■ **Exercise description**: Below is a listing; repeat exactly the lines from the one containing "For each <instance>" to the one containing "negative clicks: (54, 341) (88, 328)", both included.

■ **Provided data**:
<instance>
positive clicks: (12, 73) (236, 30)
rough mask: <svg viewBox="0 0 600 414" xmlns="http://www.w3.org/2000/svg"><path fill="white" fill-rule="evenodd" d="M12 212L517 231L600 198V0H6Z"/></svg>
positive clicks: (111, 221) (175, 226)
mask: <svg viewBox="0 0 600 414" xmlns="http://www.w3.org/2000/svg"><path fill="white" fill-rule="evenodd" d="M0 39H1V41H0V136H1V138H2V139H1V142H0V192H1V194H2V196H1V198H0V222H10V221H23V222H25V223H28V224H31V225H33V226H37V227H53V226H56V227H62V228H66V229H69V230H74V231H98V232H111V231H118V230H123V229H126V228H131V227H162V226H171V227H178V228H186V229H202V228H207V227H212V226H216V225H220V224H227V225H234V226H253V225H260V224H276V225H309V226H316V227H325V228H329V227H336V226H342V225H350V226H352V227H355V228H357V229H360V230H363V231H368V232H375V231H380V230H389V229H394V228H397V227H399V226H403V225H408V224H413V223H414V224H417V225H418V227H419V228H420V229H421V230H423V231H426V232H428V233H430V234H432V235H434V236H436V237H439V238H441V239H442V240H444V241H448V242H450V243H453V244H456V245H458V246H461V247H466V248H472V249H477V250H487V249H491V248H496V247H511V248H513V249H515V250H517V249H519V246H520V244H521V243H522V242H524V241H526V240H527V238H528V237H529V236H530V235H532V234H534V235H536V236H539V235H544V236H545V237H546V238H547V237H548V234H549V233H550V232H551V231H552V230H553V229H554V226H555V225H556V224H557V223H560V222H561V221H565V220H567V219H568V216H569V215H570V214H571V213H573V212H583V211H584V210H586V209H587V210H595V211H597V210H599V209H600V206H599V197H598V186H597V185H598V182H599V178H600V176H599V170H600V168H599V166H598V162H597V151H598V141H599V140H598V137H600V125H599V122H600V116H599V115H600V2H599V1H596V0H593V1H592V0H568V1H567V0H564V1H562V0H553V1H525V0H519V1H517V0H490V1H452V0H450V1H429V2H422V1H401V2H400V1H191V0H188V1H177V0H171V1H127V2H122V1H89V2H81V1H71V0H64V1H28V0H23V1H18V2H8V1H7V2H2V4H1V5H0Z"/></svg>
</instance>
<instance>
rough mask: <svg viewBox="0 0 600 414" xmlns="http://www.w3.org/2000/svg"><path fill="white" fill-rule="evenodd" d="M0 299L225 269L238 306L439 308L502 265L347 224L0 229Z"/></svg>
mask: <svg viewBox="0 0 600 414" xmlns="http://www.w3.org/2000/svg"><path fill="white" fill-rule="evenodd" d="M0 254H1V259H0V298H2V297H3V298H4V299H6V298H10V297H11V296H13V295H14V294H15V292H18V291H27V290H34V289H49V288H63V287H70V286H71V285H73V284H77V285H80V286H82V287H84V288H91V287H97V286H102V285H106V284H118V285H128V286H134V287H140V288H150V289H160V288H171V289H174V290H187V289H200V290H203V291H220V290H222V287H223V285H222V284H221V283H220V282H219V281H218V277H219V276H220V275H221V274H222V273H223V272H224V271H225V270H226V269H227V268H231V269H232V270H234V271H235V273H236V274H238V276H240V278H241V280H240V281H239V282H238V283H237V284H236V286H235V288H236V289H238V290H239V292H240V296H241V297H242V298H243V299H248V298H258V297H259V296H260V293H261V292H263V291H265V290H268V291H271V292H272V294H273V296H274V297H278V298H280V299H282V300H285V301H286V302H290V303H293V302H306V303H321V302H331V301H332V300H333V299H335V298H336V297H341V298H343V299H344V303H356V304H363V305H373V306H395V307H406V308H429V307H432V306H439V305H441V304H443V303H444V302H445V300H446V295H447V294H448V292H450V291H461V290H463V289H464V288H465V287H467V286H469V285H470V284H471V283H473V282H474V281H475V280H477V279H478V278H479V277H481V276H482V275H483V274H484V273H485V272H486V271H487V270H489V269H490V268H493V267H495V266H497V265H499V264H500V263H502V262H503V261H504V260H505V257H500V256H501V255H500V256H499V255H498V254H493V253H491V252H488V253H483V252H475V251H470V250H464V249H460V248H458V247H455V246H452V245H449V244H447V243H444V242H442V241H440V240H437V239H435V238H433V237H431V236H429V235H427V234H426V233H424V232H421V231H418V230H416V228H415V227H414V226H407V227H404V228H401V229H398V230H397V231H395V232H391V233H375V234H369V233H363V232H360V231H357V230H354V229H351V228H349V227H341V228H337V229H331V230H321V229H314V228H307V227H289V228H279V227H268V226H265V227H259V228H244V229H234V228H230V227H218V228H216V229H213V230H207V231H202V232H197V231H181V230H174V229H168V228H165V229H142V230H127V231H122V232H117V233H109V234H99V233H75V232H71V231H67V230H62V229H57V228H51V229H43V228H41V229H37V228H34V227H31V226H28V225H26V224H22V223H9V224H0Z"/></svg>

...

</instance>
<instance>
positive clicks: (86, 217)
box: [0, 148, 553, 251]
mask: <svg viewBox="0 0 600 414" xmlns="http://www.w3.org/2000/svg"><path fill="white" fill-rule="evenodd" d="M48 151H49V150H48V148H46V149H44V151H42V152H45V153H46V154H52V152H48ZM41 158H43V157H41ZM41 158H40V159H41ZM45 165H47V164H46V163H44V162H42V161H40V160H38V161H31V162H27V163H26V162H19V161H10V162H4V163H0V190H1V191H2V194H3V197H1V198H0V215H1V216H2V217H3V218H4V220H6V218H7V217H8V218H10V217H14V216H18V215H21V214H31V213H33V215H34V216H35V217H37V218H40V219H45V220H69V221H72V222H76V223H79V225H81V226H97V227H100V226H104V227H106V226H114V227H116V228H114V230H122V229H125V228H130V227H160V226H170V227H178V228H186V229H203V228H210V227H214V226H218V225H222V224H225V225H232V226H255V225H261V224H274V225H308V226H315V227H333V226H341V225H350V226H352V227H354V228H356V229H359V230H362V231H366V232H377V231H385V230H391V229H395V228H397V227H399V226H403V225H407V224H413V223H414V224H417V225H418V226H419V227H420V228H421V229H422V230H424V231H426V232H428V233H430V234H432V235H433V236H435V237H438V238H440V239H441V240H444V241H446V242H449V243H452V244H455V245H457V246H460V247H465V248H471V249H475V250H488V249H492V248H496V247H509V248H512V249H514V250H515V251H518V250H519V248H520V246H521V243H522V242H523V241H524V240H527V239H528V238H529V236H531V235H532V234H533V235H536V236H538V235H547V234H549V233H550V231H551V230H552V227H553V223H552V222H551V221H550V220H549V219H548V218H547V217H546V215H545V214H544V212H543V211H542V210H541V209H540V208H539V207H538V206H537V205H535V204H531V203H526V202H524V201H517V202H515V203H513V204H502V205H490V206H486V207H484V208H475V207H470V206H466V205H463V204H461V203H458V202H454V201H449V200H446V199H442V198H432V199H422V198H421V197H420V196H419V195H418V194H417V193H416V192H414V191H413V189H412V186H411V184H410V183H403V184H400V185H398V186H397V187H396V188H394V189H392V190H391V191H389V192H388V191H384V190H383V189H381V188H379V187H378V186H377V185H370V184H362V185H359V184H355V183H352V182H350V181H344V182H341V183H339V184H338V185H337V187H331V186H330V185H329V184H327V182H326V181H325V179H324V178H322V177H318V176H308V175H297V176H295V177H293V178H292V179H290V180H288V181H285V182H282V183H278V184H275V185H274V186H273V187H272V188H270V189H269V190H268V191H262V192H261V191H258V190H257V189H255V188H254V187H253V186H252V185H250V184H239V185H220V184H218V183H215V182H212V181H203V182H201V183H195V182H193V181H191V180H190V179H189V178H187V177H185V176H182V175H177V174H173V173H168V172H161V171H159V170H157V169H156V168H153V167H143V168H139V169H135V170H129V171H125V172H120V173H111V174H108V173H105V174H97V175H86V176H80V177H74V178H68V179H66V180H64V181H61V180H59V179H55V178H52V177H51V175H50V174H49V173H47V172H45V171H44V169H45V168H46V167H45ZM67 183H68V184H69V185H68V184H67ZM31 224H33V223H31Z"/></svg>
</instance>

---

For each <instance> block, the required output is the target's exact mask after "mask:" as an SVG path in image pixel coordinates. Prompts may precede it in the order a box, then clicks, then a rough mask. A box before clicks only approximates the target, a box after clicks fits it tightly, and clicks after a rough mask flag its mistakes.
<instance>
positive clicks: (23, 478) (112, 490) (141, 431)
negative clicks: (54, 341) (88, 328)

■ **Answer space**:
For each <instance> block, the required output is the target's exact mask after "mask:" as an SVG path in image pixel coordinates. Prompts may precede it in the order a box, then clicks, then a rough mask. A box before clicks only approximates the target, a box after clicks fits it tightly, and clicks after a rough mask flag its mistakes.
<instance>
positive clicks: (23, 478) (112, 490) (141, 431)
negative clicks: (54, 341) (88, 328)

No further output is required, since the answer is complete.